● Supplied passage:
· · ·

The Upper Moselle (Obermosel) is the section of the River Moselle, 45 kilometres long, that runs from the Franco-German-Luxembourg tripoint near Perl to its confluence with the Saar near Konz shortly before Trier. From the tripoint to its confluence with the Sauer, the Upper Moselle forms the border between the German states of the Saarland and Rhineland-Palatinate on the one side and Luxembourg on the other. This stretch of the river known as the Upper Moselle is, however, not the same as the geographical upper reaches of the Moselle, which run from its source near Bussang in the Vosges mountains in Lorraine via Épinal and Nancy roughly as far as Metz.

Vineyards have been cultivated on the slopes of the Upper Moselle since Roman times. This wine-growing area is part of Germany's Moselle wine region (prior to 2007 it was known as the Moselle-Saar-Ruwer wine region) and bears the further title of the Southern Wine Moselle (Südliche Weinmosel). The Luxembourgois call the road running along the Upper Moselle on the Luxembourg bank of the river, the Luxembourg Wine Road.

Ironically, the only wine-growing region of the state of Saarland is not actually on the River Saar, but on the Upper Moselle in the municipality of Perl. But this is not where Saar wine is made which is also part of the Moselle wine region; that comes from the lower reaches of the Saar in the state of Rhineland-Palatinate. The wine made in the Saarland in the Moseltor ("Moselle Gate") area is also a Moselle wine.

"Wei-i gett mer al?", Rudolf Molter speaking in the Upper Moselle dialect at the open air museum of Roscheider Hof

The grape varieties grown on the Upper Moselle include Rivaner/Müller-Thurgau, Kerner, Pinot Blanc (Weißer Burgunder) and Pinot Noir (Blauer Spätburgunder) as well as Elbling, which is typical of the Upper Moselle and which the Romans are supposed to have introduced. In addition the wineries on the Upper Moselle offer sparkling wine (Winzersekt), wine and fruit spirits and liqueurs. They mainly market their products themselves and also offer them in wine or wine-tasting bars, wine taverns known as Straußwirtschaften and, during the summer months, at vineyard open days (Hoffesten).

· · ·

● Information supplied:
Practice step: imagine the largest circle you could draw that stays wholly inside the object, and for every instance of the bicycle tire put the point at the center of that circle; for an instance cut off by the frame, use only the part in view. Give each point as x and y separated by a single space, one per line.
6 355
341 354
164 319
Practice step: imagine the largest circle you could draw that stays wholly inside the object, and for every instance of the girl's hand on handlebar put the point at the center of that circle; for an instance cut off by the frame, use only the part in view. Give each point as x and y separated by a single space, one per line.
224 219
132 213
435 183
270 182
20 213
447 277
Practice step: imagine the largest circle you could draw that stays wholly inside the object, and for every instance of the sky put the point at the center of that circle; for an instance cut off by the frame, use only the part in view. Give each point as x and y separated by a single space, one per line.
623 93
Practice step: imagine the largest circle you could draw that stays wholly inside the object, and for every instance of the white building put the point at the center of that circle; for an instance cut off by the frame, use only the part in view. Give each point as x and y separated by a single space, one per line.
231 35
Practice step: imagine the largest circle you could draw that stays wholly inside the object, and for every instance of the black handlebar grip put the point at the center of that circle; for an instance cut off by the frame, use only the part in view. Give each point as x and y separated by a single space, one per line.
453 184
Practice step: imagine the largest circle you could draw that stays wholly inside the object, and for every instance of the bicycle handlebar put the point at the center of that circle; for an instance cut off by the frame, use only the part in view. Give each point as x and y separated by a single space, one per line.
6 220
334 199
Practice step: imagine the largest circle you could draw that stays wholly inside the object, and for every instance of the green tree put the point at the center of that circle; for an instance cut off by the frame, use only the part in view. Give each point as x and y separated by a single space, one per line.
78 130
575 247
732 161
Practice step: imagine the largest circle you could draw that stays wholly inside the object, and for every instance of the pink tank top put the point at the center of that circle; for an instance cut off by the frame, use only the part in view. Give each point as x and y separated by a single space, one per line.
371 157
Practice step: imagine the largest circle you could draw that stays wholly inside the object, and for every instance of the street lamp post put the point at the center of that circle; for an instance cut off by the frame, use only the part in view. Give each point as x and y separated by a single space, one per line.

· · ·

● Exercise brief: Copy the stretch of the Upper Moselle text above that opens with "The grape varieties" and closes with "open days (Hoffesten).", switching "Elbling" to "Riesling".

● Answer:
The grape varieties grown on the Upper Moselle include Rivaner/Müller-Thurgau, Kerner, Pinot Blanc (Weißer Burgunder) and Pinot Noir (Blauer Spätburgunder) as well as Riesling, which is typical of the Upper Moselle and which the Romans are supposed to have introduced. In addition the wineries on the Upper Moselle offer sparkling wine (Winzersekt), wine and fruit spirits and liqueurs. They mainly market their products themselves and also offer them in wine or wine-tasting bars, wine taverns known as Straußwirtschaften and, during the summer months, at vineyard open days (Hoffesten).